One important aspect of the poem is its topographical and geographical aspect. The slaying of Chrysaor coincides with him being “sever'd from the fruitful main” (line 10) by the god of the sea. Landor probably had in mind the topographical situation of the Isla de León, which is entirely cut off from mainland Andalusia by the waters of the Caño de Sancti Petri. Advancing this interpretation, Adam Roberts describes Crysaor as “a piece of topographic aetiology”, presenting a mythic origin story for the separation of the Isla de Léon from the rest of Iberia.

A key part of this interpretive framing is found in Landor's lengthy footnote to Crysaor, where he posits that Chrysaor's sin that angered Jove was not just his hubris before the gods, but more specifically his tolerance of and enrichment by the slave trade. Cadíz was, along with Seville, a key hub in the transatlantic slave trade during the development of the Iberian empire, and Landor likely had this geographical history in mind when devising the poem's mythic, topographic framework.

Image-grounded pointing data
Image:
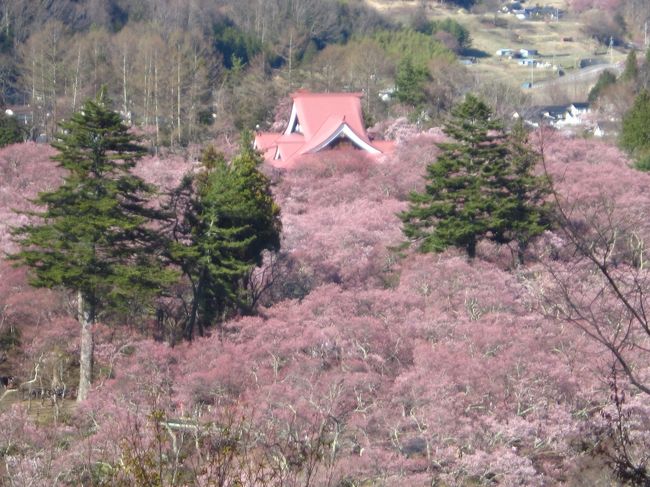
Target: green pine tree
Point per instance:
(605, 80)
(10, 130)
(230, 219)
(92, 236)
(635, 136)
(480, 186)
(631, 71)
(409, 82)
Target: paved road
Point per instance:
(589, 73)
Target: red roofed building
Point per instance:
(318, 121)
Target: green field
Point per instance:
(561, 44)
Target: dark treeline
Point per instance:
(172, 67)
(184, 70)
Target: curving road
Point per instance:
(590, 73)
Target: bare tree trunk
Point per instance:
(155, 101)
(178, 93)
(125, 104)
(86, 354)
(76, 81)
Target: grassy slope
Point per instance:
(546, 37)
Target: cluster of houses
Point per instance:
(532, 13)
(571, 118)
(525, 57)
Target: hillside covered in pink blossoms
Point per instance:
(365, 365)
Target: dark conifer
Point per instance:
(480, 186)
(92, 237)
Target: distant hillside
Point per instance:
(365, 366)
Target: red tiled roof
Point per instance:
(316, 120)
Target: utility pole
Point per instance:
(611, 50)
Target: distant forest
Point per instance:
(180, 70)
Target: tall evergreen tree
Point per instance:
(480, 186)
(631, 71)
(10, 130)
(92, 235)
(230, 218)
(409, 82)
(635, 136)
(605, 80)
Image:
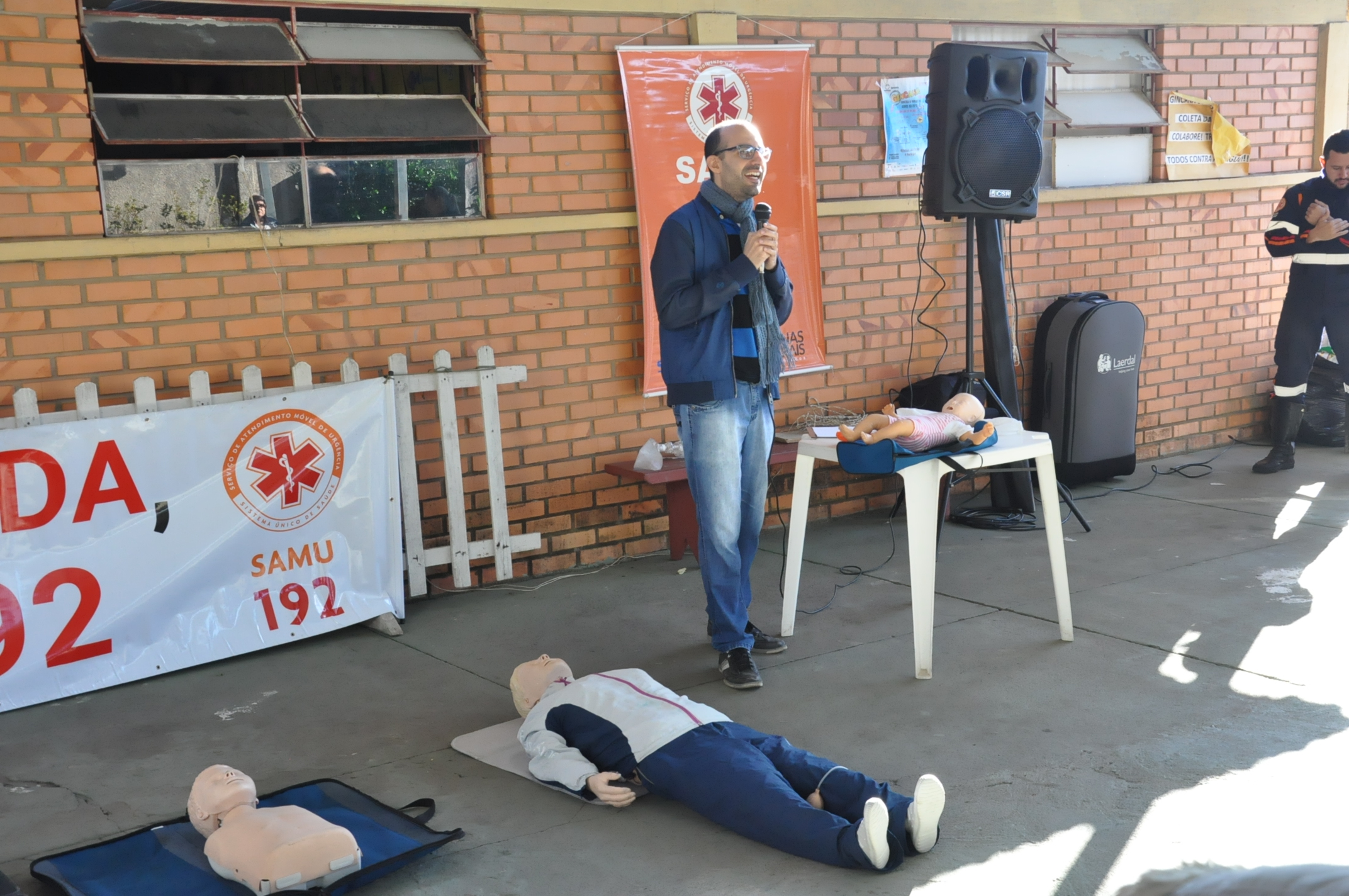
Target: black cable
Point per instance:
(1178, 470)
(1016, 311)
(915, 315)
(848, 570)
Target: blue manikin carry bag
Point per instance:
(169, 859)
(887, 456)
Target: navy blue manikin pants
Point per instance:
(756, 785)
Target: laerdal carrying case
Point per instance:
(1085, 385)
(169, 859)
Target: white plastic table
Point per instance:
(922, 488)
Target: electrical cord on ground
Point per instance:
(1179, 470)
(547, 582)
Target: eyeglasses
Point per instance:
(747, 152)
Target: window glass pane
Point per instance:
(277, 185)
(204, 41)
(344, 191)
(200, 194)
(443, 188)
(393, 118)
(196, 119)
(333, 42)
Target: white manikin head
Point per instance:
(530, 679)
(215, 792)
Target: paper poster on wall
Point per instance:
(141, 544)
(904, 103)
(673, 96)
(1201, 143)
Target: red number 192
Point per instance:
(294, 598)
(64, 649)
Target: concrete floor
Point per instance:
(1200, 714)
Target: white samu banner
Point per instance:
(137, 546)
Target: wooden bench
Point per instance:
(679, 498)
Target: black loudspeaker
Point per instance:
(985, 109)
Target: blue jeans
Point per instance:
(726, 447)
(756, 785)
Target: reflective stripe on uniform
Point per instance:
(1321, 258)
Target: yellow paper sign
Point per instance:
(1201, 143)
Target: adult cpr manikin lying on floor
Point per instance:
(266, 849)
(590, 734)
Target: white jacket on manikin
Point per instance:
(605, 722)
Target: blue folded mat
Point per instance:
(887, 455)
(169, 859)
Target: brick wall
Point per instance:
(1263, 79)
(552, 95)
(48, 180)
(567, 305)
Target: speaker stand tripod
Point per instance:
(969, 378)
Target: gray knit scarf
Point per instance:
(775, 352)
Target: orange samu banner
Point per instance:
(675, 95)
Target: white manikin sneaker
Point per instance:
(926, 813)
(873, 833)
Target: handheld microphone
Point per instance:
(761, 213)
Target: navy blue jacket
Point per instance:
(695, 281)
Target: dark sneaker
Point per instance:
(764, 642)
(738, 669)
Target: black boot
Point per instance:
(1285, 420)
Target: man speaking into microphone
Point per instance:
(722, 296)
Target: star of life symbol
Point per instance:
(284, 469)
(718, 94)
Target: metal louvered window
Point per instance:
(212, 116)
(1099, 103)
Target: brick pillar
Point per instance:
(48, 180)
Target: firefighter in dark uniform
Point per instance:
(1312, 225)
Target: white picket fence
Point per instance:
(443, 381)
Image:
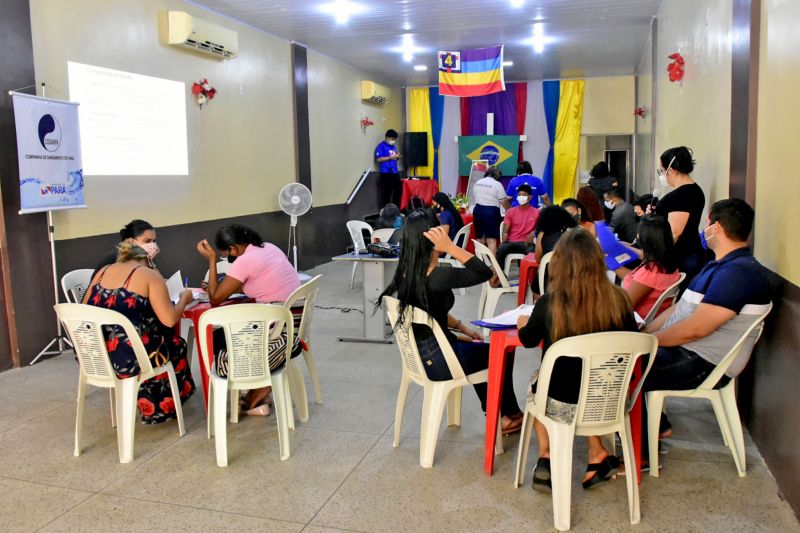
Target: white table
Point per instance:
(378, 272)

> [WHAT TO DO]: Please retype the passage about Landor's poem above, starting at "One important aspect" and ending at "rest of Iberia.".

> [RESULT OF THIS EXERCISE]:
One important aspect of the poem is its topographical and geographical aspect. The slaying of Chrysaor coincides with him being “sever'd from the fruitful main” (line 10) by the god of the sea. Landor probably had in mind the topographical situation of the Isla de León, which is entirely cut off from mainland Andalusia by the waters of the Caño de Sancti Petri. Advancing this interpretation, Adam Roberts describes Crysaor as “a piece of topographic aetiology”, presenting a mythic origin story for the separation of the Isla de Léon from the rest of Iberia.